>> start
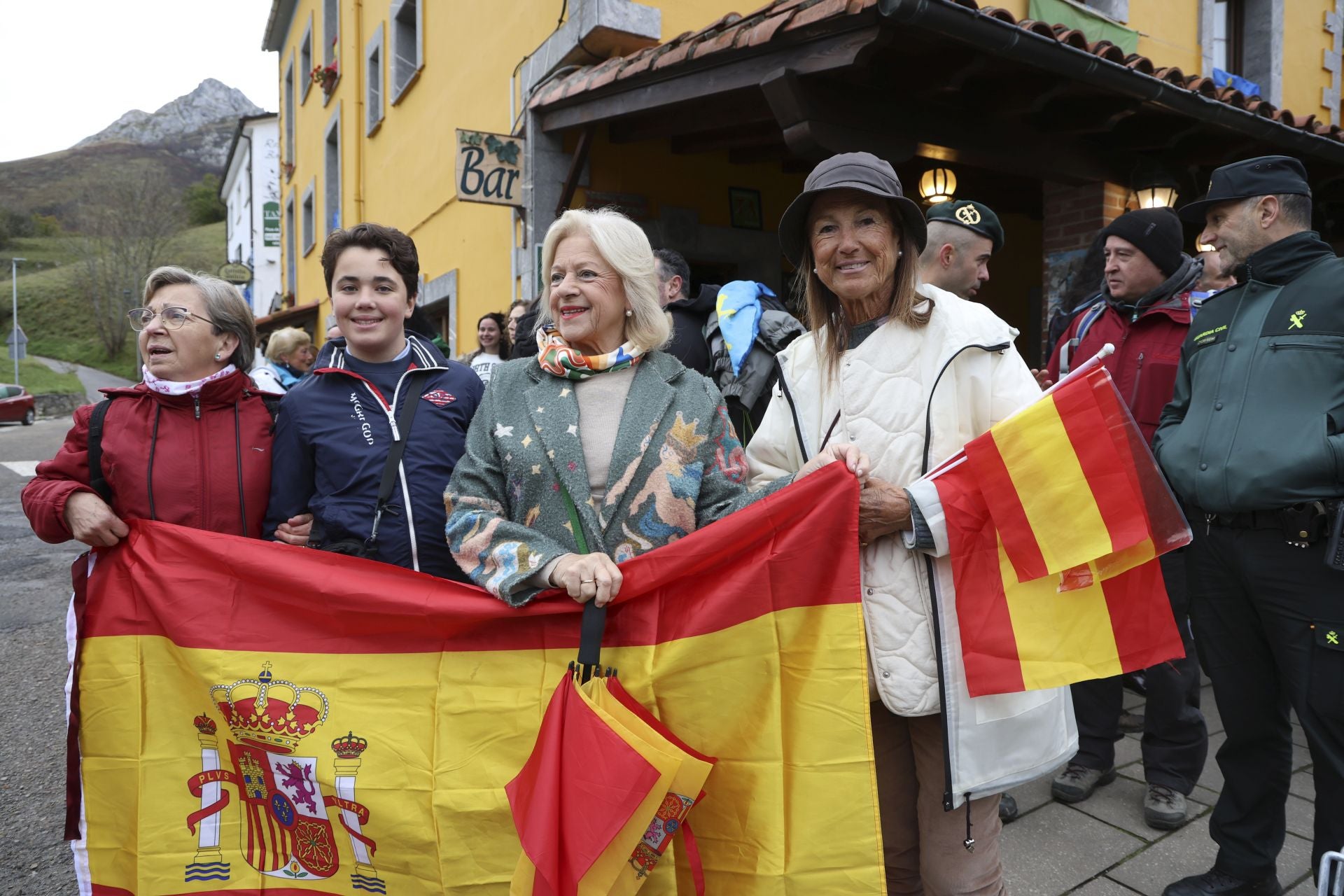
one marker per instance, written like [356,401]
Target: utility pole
[14,321]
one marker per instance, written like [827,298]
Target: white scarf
[171,387]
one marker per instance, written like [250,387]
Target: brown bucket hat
[859,171]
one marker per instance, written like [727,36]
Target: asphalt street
[34,593]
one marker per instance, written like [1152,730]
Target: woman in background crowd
[289,356]
[604,442]
[190,445]
[493,346]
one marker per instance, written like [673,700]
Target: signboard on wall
[489,168]
[235,273]
[270,223]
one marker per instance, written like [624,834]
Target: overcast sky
[70,69]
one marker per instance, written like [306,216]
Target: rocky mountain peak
[197,125]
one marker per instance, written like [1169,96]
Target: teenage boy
[336,429]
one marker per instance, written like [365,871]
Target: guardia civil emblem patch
[286,830]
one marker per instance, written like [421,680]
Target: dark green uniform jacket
[1257,419]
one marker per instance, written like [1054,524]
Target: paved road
[92,378]
[1097,848]
[33,669]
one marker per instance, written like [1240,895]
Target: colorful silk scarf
[556,358]
[171,387]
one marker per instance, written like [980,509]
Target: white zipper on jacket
[426,363]
[948,797]
[401,465]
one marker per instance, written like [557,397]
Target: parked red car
[17,405]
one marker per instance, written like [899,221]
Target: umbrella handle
[590,640]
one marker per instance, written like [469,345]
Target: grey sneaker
[1164,808]
[1077,783]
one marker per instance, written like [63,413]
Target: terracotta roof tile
[765,30]
[1072,36]
[675,54]
[1043,29]
[606,73]
[819,11]
[999,13]
[1262,108]
[723,41]
[780,16]
[1172,76]
[1202,85]
[1107,50]
[1139,64]
[638,62]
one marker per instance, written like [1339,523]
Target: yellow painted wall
[1168,33]
[1304,76]
[403,174]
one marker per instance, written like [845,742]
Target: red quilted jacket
[1145,359]
[210,465]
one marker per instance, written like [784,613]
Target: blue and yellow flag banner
[262,718]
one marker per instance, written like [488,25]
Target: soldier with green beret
[962,235]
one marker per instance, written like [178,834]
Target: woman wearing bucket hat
[909,372]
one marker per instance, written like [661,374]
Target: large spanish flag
[1056,517]
[262,718]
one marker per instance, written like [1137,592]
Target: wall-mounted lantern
[937,186]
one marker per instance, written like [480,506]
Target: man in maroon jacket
[1144,312]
>> end
# Task directions:
Rewrite all of these lines with every "jacket" replaced by "coat" and everything else unchanged. Leave the pictures out.

# Answer for this exercise:
one marker per instance, written like [356,401]
Target: utility pole
[14,321]
one marker per instance, written like [827,298]
Target: white scarf
[171,387]
one marker per instance, written like [250,387]
Target: brown bucket hat
[859,171]
one marker per instance, written like [727,36]
Target: asphalt street
[34,593]
one marker per instance, written like [1152,730]
Target: woman in background crowd
[289,356]
[604,442]
[190,445]
[493,346]
one marker per instance, written like [673,700]
Target: signboard on wall
[489,168]
[235,273]
[270,223]
one marker per instance, written like [624,834]
Target: overcast sky
[70,69]
one marker per instance, written like [306,216]
Target: rocky mountain peak
[197,125]
one marker per instance, written like [1169,96]
Target: teenage boy
[336,429]
one marker per instance, written like [365,871]
Target: guardia civil emblem patch
[286,830]
one marker per instance, written like [421,680]
Target: dark green uniform coat
[1257,419]
one marker per instance, written like [1054,524]
Target: paved road
[92,378]
[1097,848]
[33,669]
one marker per instance, written like [1240,895]
Target: colorful silk scarf
[556,358]
[171,387]
one marker per instance, written like [980,509]
Target: white zipper on coat
[426,363]
[948,797]
[401,465]
one marker per instance, written like [557,397]
Target: parked red car
[17,405]
one marker per instance, written like [899,221]
Target: umbrella handle
[590,640]
one marker per instance, written like [469,345]
Target: grey sneaker
[1164,808]
[1077,783]
one marker per instance, written like [63,413]
Target: terracotta roof tile
[765,30]
[1072,36]
[675,54]
[1043,29]
[606,73]
[819,11]
[999,13]
[1262,108]
[723,41]
[780,16]
[1172,76]
[1202,85]
[1107,50]
[1139,64]
[638,62]
one marker per instance, written like [1339,523]
Target: yellow painted wall
[1168,33]
[1304,76]
[403,174]
one marker per instance, written like [845,742]
Target: red quilted coat
[1145,359]
[210,465]
one marker per instance, written like [784,613]
Target: blue and yellow flag banner
[262,718]
one marker per instance, written like [488,25]
Target: soldier with green beret
[962,235]
one marker per instance, written like [178,834]
Target: woman wearing bucket hat
[909,372]
one marker per instance, written like [661,374]
Target: large spanish flag
[1056,517]
[262,718]
one marker per instance, written like [1137,592]
Target: wall-mounted lantern
[937,186]
one marker per instance, written like [480,506]
Target: man in maroon coat
[1144,312]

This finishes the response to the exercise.